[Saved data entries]
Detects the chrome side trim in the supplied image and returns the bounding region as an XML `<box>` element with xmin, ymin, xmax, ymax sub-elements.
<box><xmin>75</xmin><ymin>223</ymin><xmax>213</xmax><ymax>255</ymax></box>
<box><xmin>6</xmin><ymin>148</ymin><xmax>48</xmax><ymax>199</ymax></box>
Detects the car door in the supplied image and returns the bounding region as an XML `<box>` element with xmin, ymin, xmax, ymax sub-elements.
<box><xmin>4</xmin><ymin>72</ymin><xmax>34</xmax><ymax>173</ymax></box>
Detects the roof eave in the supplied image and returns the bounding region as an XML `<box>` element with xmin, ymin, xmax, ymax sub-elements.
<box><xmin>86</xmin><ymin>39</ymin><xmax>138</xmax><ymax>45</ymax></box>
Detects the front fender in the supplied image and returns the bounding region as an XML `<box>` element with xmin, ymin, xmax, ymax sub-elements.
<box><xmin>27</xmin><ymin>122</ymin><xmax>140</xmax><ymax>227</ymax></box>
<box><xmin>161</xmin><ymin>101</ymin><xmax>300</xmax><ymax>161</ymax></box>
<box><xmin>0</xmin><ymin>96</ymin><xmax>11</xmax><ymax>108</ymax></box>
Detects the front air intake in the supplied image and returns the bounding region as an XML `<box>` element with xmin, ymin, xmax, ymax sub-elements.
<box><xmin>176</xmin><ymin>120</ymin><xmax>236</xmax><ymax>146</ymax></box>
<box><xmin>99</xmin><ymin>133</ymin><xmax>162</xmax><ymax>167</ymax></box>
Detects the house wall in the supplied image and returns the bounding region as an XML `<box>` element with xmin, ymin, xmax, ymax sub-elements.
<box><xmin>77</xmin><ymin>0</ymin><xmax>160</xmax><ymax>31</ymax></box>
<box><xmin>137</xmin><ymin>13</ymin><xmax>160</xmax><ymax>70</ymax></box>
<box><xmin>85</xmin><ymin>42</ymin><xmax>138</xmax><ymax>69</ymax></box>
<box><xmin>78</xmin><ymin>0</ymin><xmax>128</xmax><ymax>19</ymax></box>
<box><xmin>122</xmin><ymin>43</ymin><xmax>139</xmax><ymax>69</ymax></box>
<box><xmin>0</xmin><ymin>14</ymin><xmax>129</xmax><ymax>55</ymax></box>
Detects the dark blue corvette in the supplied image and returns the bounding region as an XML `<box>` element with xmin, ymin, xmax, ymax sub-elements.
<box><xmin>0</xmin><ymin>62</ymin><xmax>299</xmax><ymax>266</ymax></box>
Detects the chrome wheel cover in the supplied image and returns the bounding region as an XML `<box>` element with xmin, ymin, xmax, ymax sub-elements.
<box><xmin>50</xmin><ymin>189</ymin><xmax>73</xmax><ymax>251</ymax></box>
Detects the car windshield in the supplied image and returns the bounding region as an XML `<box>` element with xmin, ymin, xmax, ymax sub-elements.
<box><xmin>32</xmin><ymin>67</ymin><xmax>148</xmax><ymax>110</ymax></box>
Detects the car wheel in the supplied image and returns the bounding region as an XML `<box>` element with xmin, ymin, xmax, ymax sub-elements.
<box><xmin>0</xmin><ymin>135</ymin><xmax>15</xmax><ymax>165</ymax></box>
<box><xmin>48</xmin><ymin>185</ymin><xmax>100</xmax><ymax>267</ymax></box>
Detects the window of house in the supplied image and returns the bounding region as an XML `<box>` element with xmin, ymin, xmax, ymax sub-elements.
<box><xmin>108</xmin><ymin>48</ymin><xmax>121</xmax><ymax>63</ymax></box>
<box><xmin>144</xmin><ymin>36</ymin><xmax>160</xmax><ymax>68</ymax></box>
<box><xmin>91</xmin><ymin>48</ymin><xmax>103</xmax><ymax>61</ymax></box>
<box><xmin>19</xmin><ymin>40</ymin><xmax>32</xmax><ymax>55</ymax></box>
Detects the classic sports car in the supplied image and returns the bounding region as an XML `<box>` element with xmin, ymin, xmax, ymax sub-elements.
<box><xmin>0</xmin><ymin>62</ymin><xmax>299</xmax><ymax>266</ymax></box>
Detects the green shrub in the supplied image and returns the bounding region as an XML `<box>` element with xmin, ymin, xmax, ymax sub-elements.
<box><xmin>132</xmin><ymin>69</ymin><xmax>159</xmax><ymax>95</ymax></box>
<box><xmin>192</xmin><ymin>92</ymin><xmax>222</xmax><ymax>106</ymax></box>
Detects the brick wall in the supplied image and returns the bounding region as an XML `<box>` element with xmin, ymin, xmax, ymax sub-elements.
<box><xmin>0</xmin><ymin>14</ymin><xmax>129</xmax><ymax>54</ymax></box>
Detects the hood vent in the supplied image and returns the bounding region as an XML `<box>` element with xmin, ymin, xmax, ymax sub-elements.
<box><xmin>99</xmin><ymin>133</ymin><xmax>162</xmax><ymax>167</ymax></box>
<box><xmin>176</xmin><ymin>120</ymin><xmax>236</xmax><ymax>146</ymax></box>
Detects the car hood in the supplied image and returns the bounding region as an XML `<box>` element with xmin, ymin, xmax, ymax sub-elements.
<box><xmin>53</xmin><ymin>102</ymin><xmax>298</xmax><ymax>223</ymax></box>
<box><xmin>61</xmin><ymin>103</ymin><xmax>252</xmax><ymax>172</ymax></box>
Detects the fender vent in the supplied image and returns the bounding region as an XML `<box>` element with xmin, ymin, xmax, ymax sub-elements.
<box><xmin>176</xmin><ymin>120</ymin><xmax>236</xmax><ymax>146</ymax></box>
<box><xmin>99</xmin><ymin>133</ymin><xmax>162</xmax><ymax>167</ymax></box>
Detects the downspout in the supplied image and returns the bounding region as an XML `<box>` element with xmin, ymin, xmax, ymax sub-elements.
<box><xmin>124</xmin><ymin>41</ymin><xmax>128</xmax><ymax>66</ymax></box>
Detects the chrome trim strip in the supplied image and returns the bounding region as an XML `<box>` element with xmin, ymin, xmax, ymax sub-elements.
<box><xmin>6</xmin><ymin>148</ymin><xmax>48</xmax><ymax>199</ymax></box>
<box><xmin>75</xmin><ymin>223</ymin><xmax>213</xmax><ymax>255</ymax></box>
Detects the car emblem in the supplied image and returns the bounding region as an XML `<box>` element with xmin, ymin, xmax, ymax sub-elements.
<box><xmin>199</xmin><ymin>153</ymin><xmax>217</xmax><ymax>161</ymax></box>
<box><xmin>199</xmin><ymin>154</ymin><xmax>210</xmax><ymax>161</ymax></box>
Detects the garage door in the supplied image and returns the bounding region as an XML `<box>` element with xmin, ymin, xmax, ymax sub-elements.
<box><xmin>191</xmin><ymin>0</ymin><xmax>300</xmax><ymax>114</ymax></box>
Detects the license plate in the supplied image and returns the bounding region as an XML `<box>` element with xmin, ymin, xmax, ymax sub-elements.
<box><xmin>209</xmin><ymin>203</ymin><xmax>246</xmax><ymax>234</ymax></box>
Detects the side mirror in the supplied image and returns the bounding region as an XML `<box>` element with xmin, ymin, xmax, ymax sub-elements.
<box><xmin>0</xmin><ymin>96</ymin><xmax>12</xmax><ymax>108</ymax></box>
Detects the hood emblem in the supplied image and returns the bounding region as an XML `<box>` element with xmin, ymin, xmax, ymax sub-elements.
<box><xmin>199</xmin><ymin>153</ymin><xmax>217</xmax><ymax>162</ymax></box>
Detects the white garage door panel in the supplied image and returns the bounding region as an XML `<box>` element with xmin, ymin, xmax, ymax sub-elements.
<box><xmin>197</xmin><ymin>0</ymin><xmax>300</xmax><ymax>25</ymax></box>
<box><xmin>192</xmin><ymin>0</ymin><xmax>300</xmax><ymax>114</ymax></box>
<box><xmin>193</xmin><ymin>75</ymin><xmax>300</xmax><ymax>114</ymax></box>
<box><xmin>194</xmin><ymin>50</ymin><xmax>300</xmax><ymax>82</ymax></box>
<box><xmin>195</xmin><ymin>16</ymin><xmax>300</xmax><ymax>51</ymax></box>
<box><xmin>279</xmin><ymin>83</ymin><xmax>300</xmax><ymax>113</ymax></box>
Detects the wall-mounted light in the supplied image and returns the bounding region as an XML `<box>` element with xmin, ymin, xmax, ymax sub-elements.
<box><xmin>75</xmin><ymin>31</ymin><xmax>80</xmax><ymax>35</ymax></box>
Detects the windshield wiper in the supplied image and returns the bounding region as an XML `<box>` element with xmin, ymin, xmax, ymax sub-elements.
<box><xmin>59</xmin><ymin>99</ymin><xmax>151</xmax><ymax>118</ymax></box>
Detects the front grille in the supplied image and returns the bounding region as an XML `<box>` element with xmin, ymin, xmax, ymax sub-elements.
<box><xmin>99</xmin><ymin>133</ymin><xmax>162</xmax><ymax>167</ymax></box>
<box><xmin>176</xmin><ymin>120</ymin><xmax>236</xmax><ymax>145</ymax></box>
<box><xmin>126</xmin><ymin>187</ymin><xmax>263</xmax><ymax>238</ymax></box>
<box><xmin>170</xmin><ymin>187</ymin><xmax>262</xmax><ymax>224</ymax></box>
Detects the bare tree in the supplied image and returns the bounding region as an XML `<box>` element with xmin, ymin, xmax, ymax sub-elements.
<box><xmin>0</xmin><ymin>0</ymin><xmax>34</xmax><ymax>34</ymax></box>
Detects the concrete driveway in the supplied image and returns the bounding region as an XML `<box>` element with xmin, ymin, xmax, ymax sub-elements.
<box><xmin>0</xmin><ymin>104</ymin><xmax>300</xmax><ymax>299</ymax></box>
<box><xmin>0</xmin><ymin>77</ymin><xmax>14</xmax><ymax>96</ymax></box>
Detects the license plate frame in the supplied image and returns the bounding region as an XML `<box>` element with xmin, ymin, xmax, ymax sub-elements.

Required work: Take the line containing "Detects the wall-mounted" as the start and the last line of the data as the end, and reproduce that range exactly.

Answer below:
Detects the wall-mounted light in the supplied image and returns the bounding region as an XML `<box>` element with xmin, ymin, xmax, ymax sub-elements.
<box><xmin>75</xmin><ymin>31</ymin><xmax>80</xmax><ymax>35</ymax></box>
Detects the windshield wiper in the supplied image and returns the bounding region as an XML `<box>` element with xmin, ymin, xmax, ymax sub-elements.
<box><xmin>59</xmin><ymin>99</ymin><xmax>151</xmax><ymax>118</ymax></box>
Detects the front grille in the supplied image and returns the bounding region as an XML `<box>` element with xmin, ymin, xmax, ymax sub-elements.
<box><xmin>99</xmin><ymin>133</ymin><xmax>162</xmax><ymax>167</ymax></box>
<box><xmin>176</xmin><ymin>120</ymin><xmax>236</xmax><ymax>145</ymax></box>
<box><xmin>126</xmin><ymin>187</ymin><xmax>263</xmax><ymax>238</ymax></box>
<box><xmin>170</xmin><ymin>187</ymin><xmax>262</xmax><ymax>224</ymax></box>
Detects the bare tree in the supplied image and returns the bounding region as an XML `<box>` element with xmin, ymin, xmax, ymax sub-elements.
<box><xmin>0</xmin><ymin>0</ymin><xmax>34</xmax><ymax>34</ymax></box>
Detects the concrete driveway in the supplied image and returns the bounding region as an XML `<box>` element with xmin, ymin, xmax, ymax sub-elements.
<box><xmin>0</xmin><ymin>104</ymin><xmax>300</xmax><ymax>299</ymax></box>
<box><xmin>0</xmin><ymin>77</ymin><xmax>14</xmax><ymax>96</ymax></box>
Detects the license plate frame in the supplied image and returns the bounding region as an XML `<box>` element with xmin, ymin, xmax, ymax sub-elements.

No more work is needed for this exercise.